# REQUIREMENT 1
In the article on CATL's new battery, why could the condensed state battery be a breakthrough for electrifying sectors that depend on fossil fuels?
# REQUIREMENT 2
Translate this sentence from the article on CATL's new battery into Spanish: "CATL is collaborating on developing a civilian electric aircraft using the technology, Wu said."
# REQUIREMENT 3
From the article on CATL's new battery, write out the part that opens with the words containing "While CATL didn’t" and closes with "what they were.".

# TEXT UNDER STUDY
China’s Contemporary Amperex Technology Co. Ltd., known as CATL, unveiled its strongest battery to date Wednesday, saying that it could one day be used to power electric aircraft.
The battery, which loads more power into a smaller package, has an energy density of 500 watt-hours per kilogram, CATL’s Chief Scientist Wu Kai said during a presentation at the Shanghai auto show. CATL’s most recent battery, called Qilin, has an energy density of 255 Wh/kg and can power an electric vehicle for 1,000 kilometers (620 miles) on one charge.
The technology, which CATL calls a condensed state battery, is potentially a breakthrough that will help electrify sectors wed to fossil fuels because existing batteries are either too heavy or unsafe. Still, questions remain about the materials it will use, its cost and ultimate market impact.
CATL, the world’s biggest maker of EV batteries, plans to start mass production of the new cell, which will mainly be used initially for cars, this year, and critically at a lower energy density than the 500 Wh/kg it claims it can reach for aircraft. CATL is collaborating on developing a civilian electric aircraft using the technology, Wu said. The company declined to say whom it was working with, citing confidentiality agreements.
Research from BloombergNEF shows a clear trend to increase energy density in battery packs — which also brings lower cost, better safety and durability — according to data compiled in May last year, but no battery companies or startups have set as high a target as CATL, BNEF analyst Jiayan Shi said.
Shi said CATL’s newest battery was a type of solid-state battery technology, and could be “very significant” as CATL advances its R&D. Solid-state cells overall, however, while considered next-generation are still several years away from maturity and mass-production.
While CATL didn’t specify what the condensed state battery will cost for electric cars, it said it will be 10 times that figure for aircraft.
Moody’s Investor Service vice-president Chenyi Lu said it was “too early to call” CATL’s new battery technology “a game changer,” pointing to a certification process the cell will first need to prove its capabilities.
In his speech, Wu said the condensed state batteries create a micron-level net structure that increases the efficiency of lithium-ion transportation without compromising safety. They have innovative anode materials and separators and can use a variety of high-energy cathode materials, he said, without specifying what they were.
A CATL spokesperson said the compressed state battery technology is different to experimental solid state or semi-solid state batteries, which CATL sees as still having unresolved scientific and technical problems.

# INFORMATION SHOWN
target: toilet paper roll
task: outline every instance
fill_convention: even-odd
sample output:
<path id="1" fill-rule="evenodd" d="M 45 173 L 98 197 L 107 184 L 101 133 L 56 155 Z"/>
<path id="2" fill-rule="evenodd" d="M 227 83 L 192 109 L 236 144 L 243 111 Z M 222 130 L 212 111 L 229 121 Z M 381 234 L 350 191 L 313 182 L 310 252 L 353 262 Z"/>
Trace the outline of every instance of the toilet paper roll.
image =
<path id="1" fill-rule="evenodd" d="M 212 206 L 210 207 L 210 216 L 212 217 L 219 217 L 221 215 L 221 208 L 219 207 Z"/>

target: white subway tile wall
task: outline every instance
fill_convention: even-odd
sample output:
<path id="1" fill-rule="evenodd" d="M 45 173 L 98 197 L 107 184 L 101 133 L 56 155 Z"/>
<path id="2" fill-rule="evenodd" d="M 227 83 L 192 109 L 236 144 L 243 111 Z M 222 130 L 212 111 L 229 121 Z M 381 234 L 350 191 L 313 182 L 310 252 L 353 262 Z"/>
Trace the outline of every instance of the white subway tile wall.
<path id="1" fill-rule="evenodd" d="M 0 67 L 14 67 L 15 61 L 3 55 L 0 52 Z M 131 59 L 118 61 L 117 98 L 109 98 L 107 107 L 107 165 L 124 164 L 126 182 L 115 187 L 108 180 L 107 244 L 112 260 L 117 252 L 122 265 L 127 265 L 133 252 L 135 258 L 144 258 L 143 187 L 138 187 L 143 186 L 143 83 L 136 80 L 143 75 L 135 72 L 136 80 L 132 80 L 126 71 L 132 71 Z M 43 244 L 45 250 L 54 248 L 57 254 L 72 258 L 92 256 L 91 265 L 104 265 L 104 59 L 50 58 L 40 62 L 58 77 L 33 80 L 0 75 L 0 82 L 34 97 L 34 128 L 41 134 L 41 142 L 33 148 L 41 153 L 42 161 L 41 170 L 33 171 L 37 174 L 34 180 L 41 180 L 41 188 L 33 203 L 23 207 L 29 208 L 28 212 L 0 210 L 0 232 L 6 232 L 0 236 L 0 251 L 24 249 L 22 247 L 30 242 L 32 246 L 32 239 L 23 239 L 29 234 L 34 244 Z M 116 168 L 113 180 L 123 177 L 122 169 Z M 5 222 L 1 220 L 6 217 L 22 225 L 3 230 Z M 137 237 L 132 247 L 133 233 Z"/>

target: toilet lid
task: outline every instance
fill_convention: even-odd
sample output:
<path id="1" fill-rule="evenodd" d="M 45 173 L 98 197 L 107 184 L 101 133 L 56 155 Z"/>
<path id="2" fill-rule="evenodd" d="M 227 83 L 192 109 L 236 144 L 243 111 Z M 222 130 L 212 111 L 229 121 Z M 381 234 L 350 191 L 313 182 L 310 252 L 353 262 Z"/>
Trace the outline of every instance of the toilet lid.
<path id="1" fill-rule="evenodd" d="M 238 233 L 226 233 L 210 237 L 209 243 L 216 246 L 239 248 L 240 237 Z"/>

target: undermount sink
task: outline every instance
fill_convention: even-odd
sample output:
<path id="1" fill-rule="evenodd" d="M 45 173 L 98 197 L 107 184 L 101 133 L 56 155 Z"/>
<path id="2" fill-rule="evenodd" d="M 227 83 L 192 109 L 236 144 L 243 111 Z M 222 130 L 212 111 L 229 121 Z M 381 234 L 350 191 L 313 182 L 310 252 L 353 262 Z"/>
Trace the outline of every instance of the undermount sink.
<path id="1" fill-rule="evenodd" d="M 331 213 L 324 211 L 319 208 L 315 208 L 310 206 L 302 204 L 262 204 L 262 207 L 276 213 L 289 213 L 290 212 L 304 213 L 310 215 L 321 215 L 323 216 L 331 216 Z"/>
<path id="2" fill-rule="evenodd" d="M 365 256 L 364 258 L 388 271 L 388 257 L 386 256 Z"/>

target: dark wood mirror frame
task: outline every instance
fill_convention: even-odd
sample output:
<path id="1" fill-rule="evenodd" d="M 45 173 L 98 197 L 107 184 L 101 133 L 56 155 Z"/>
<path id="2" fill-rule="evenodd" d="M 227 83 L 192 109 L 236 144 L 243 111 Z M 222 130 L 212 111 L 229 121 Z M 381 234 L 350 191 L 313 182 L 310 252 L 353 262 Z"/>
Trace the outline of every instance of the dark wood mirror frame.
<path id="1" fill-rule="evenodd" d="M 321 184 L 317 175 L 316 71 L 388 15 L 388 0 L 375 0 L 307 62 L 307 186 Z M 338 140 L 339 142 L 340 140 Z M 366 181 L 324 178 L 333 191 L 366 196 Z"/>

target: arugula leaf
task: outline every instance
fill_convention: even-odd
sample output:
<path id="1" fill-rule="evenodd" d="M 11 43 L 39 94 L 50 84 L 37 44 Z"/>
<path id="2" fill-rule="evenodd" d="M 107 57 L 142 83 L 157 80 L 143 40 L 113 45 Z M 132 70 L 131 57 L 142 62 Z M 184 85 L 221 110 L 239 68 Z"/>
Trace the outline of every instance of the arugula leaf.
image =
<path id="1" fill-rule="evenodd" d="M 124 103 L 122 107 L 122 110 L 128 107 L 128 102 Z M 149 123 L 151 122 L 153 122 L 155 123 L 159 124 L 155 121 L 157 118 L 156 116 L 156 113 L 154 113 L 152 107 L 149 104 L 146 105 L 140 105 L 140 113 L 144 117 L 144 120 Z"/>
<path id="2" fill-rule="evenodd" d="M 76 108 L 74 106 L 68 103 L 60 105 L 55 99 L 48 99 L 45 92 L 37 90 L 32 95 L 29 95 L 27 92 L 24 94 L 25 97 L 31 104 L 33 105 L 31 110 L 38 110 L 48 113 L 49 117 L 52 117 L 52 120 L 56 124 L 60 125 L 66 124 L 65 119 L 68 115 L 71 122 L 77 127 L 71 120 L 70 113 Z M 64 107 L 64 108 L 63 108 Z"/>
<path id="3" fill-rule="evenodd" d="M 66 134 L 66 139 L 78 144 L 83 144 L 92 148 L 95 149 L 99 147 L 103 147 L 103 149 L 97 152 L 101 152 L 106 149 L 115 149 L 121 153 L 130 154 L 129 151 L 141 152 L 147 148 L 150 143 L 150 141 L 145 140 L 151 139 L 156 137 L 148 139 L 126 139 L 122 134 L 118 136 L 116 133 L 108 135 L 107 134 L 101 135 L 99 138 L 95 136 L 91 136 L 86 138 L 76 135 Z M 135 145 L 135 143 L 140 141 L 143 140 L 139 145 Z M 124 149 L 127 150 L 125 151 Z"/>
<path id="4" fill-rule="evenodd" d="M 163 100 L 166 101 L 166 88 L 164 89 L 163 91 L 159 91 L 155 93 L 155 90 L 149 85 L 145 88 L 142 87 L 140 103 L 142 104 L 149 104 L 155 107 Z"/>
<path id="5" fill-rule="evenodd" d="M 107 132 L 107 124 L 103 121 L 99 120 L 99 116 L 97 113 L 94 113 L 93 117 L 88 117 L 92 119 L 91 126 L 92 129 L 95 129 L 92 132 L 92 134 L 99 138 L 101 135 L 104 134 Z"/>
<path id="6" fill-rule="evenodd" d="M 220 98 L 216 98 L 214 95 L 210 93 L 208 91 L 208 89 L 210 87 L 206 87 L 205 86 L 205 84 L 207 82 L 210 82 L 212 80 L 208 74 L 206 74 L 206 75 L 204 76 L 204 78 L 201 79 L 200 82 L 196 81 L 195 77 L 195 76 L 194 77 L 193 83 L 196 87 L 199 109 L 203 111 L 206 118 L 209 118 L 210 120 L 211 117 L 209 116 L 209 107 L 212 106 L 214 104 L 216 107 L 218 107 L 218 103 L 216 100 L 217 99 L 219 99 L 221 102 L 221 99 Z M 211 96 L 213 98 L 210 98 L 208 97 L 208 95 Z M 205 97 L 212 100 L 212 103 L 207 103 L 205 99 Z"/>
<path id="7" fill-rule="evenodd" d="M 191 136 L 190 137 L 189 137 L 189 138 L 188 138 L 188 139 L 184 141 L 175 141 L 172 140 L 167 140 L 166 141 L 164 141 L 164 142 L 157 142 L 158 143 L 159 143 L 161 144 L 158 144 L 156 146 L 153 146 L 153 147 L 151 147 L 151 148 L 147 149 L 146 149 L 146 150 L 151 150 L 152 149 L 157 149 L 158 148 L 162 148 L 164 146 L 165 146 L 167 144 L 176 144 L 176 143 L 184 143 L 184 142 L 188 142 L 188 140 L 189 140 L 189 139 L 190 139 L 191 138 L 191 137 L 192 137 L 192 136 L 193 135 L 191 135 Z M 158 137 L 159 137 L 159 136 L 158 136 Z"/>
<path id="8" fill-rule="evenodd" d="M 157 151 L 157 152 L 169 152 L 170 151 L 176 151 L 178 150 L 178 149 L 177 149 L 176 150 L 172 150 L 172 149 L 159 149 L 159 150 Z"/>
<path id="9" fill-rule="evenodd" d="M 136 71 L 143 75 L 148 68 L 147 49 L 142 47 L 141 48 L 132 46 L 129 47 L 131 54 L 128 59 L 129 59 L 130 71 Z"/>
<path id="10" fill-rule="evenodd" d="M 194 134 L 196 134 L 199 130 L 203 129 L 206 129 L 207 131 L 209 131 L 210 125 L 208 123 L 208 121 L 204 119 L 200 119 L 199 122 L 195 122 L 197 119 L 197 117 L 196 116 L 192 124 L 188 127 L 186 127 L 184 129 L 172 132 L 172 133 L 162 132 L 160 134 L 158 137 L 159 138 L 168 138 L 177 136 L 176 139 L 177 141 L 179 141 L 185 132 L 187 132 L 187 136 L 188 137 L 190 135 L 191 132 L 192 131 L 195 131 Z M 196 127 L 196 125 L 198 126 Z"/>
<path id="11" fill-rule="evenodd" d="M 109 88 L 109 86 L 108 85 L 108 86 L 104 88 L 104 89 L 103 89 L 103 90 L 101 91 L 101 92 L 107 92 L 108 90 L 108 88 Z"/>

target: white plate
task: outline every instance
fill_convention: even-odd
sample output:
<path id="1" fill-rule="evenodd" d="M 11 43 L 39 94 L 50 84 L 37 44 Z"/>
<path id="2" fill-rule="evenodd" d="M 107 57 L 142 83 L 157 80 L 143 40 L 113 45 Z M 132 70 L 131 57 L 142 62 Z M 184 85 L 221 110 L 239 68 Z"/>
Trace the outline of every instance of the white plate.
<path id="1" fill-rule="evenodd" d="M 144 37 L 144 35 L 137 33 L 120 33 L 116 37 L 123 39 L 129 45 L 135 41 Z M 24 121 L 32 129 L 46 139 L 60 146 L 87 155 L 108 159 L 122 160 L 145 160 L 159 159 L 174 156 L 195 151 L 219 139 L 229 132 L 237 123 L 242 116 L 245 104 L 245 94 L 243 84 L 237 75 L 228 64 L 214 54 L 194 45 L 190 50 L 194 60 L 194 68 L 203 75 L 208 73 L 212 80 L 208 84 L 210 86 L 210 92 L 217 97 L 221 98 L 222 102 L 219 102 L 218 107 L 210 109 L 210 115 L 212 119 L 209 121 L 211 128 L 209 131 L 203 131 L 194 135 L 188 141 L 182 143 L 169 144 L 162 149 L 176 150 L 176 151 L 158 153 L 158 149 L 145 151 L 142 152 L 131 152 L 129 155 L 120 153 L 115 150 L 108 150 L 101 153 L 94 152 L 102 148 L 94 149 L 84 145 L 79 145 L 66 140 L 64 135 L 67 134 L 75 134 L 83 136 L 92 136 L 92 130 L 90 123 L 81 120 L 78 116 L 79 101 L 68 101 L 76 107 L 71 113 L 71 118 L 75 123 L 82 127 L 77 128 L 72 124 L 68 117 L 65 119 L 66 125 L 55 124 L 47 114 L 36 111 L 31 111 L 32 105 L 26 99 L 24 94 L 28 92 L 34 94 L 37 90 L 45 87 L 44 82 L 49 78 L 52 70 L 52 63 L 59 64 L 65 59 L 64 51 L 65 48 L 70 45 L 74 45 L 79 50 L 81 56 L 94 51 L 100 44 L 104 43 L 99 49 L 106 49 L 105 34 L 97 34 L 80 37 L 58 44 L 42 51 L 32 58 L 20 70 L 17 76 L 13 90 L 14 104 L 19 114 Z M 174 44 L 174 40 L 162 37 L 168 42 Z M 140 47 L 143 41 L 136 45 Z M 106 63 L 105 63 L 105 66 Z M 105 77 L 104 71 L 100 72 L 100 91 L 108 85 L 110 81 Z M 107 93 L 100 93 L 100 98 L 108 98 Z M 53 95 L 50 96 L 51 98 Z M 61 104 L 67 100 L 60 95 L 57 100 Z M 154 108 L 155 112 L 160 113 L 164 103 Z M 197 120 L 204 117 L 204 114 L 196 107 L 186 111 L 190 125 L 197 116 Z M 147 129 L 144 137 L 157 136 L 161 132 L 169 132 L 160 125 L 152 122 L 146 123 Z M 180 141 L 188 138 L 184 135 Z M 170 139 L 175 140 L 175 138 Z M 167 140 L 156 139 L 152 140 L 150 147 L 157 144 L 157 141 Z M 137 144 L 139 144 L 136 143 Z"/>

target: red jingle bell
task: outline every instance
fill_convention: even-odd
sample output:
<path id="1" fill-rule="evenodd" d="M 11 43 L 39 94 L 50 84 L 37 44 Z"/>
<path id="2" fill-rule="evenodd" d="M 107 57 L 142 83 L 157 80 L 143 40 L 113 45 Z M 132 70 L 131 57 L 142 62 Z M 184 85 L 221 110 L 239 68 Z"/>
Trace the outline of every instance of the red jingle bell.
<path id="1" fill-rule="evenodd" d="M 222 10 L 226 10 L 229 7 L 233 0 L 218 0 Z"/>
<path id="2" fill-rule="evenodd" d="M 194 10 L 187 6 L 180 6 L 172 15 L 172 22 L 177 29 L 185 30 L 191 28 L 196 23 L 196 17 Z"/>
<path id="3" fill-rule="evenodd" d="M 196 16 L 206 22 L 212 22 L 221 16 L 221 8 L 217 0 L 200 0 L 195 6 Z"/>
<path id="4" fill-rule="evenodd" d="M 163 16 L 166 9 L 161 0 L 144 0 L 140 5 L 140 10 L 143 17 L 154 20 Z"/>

# ANSWER AREA 1
It could be a breakthrough because existing batteries are either too heavy or unsafe for those sectors. The new battery packs more power into a smaller package, reaching an energy density of 500 watt-hours per kilogram.

# ANSWER AREA 2
CATL está colaborando en el desarrollo de un avión eléctrico civil con esta tecnología, dijo Wu.

# ANSWER AREA 3
While CATL didn’t specify what the condensed state battery will cost for electric cars, it said it will be 10 times that figure for aircraft.
Moody’s Investor Service vice-president Chenyi Lu said it was “too early to call” CATL’s new battery technology “a game changer,” pointing to a certification process the cell will first need to prove its capabilities.
In his speech, Wu said the condensed state batteries create a micron-level net structure that increases the efficiency of lithium-ion transportation without compromising safety. They have innovative anode materials and separators and can use a variety of high-energy cathode materials, he said, without specifying what they were.